▶ Extract
Cottage Cheese Alternatives

If you don’t have cottage cheese or don’t want to use this ingredient, you can always replace it with:

  • Ricotta cheese – this is similar in texture and flavor to cottage cheese and works the same.
  • Yogurt (Greek or strained) – make sure to use unflavored yogurt and either Greek or Skyr, which is thick in consistency, or strained regular yogurt to remove some of the excess moisture.
  • Firm tofu – a good dairy-free substitute
  • Sour cream – adds more of a tangy flavor but has a similar effect.
  • Mashed beans – use mashed white beans for a light and mild flavor that adds creaminess and extra fiber.

Make Ahead, Storing and Reheating Instructions

Make Ahead and Storing

These turkey meatballs are easy to make ahead and refrigerate or freeze until you’re ready to make and eat them.

To make them ahead of time, combine all ingredients as instructed and form the meatballs. Place them in a container with a lid. You can keep the uncooked turkey meatballs in the refrigerator for up to 2 days before cooking in the air fryer as directed.

You can also cook the turkey meatballs, store in the refrigerator in an airtight container for up to four days, reheating to eat. This works for making them ahead of time or for storing leftovers.

Reheating

To reheat meatballs that were cooked and stored in the refrigerator, you can either:

  • Microwave them on a plate, covered, for 30-60 seconds or until heated through.

▶ What you need to do
A. Summarize the meatball recipe notes in two sentences.
B. According to the meatball recipe notes, how long can cooked turkey meatballs be stored in the refrigerator?

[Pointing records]
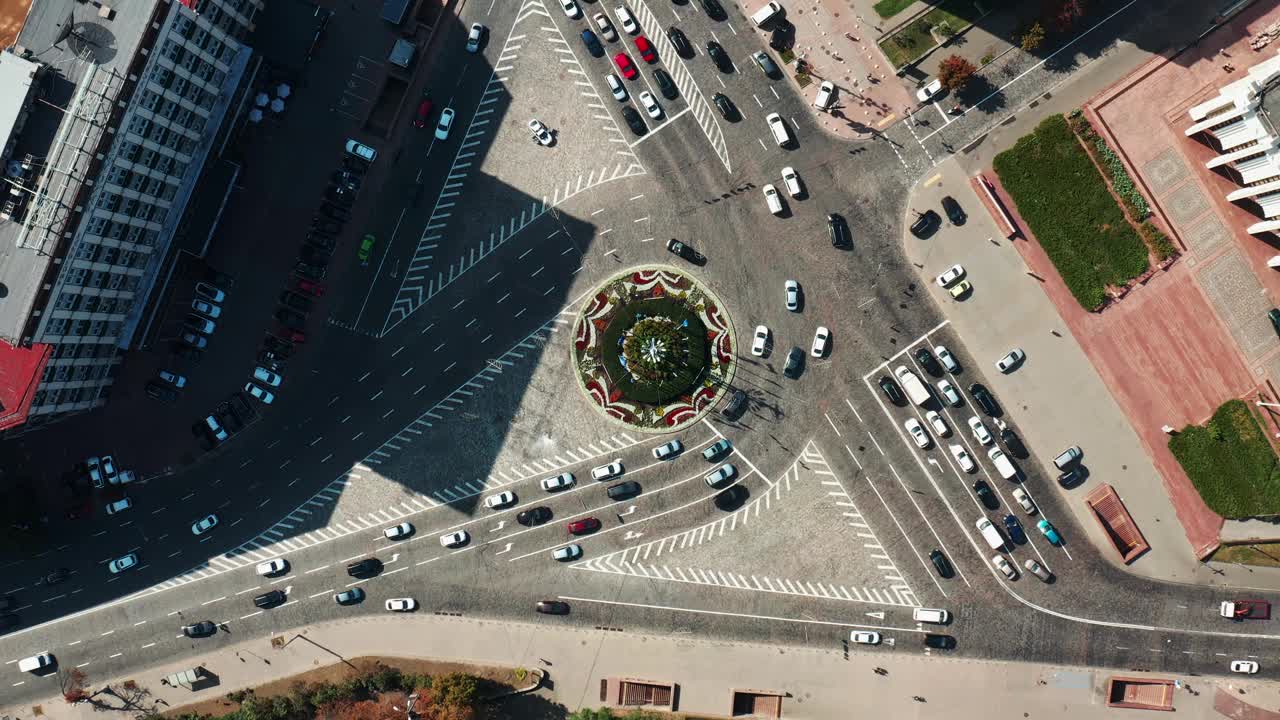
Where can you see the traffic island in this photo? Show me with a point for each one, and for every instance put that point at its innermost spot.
(653, 350)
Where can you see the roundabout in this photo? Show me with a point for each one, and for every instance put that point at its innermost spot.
(653, 349)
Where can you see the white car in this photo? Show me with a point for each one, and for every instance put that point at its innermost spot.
(949, 361)
(446, 124)
(616, 87)
(501, 500)
(772, 199)
(567, 552)
(606, 27)
(950, 393)
(1010, 360)
(273, 566)
(204, 524)
(626, 19)
(937, 423)
(266, 377)
(929, 91)
(792, 181)
(397, 532)
(979, 432)
(1004, 566)
(474, 37)
(650, 104)
(819, 342)
(952, 274)
(864, 637)
(961, 456)
(558, 482)
(920, 437)
(1024, 500)
(607, 472)
(539, 132)
(455, 540)
(759, 340)
(206, 309)
(1246, 666)
(122, 564)
(826, 95)
(264, 396)
(668, 450)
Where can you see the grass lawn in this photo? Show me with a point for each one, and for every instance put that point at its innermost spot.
(914, 40)
(890, 8)
(1065, 201)
(1230, 463)
(1265, 554)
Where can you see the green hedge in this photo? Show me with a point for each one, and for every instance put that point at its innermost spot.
(1230, 463)
(1066, 205)
(695, 349)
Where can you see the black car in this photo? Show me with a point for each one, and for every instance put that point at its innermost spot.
(926, 223)
(984, 399)
(795, 363)
(988, 499)
(1014, 443)
(664, 83)
(839, 231)
(270, 598)
(941, 564)
(928, 361)
(201, 629)
(720, 57)
(726, 106)
(677, 39)
(952, 209)
(534, 515)
(891, 391)
(940, 642)
(365, 568)
(552, 607)
(634, 121)
(685, 251)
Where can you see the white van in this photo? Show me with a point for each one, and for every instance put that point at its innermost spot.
(778, 127)
(991, 534)
(36, 662)
(1002, 464)
(931, 615)
(766, 13)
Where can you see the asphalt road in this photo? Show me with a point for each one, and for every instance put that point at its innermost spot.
(428, 393)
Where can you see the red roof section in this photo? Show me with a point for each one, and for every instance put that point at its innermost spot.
(21, 369)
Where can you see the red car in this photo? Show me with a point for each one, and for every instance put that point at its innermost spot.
(424, 112)
(311, 287)
(645, 49)
(584, 525)
(625, 65)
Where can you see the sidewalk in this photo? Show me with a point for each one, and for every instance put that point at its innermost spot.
(814, 683)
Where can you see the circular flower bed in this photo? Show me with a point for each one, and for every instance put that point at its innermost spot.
(653, 349)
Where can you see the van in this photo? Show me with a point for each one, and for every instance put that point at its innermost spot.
(766, 14)
(931, 615)
(1002, 464)
(36, 662)
(778, 128)
(1068, 458)
(991, 534)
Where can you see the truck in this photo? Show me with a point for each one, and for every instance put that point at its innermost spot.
(913, 386)
(1244, 610)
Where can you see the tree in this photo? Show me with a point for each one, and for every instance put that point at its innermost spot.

▶ Answer list
A. The notes list replacements for cottage cheese: ricotta, unflavored Greek, Skyr or strained yogurt, firm tofu, sour cream, and mashed white beans. They also explain that the turkey meatballs can be kept uncooked in the refrigerator for up to 2 days or cooked for up to four days, and that refrigerated cooked meatballs can be reheated in the microwave, covered, for 30-60 seconds.

B. Up to four days in an airtight container.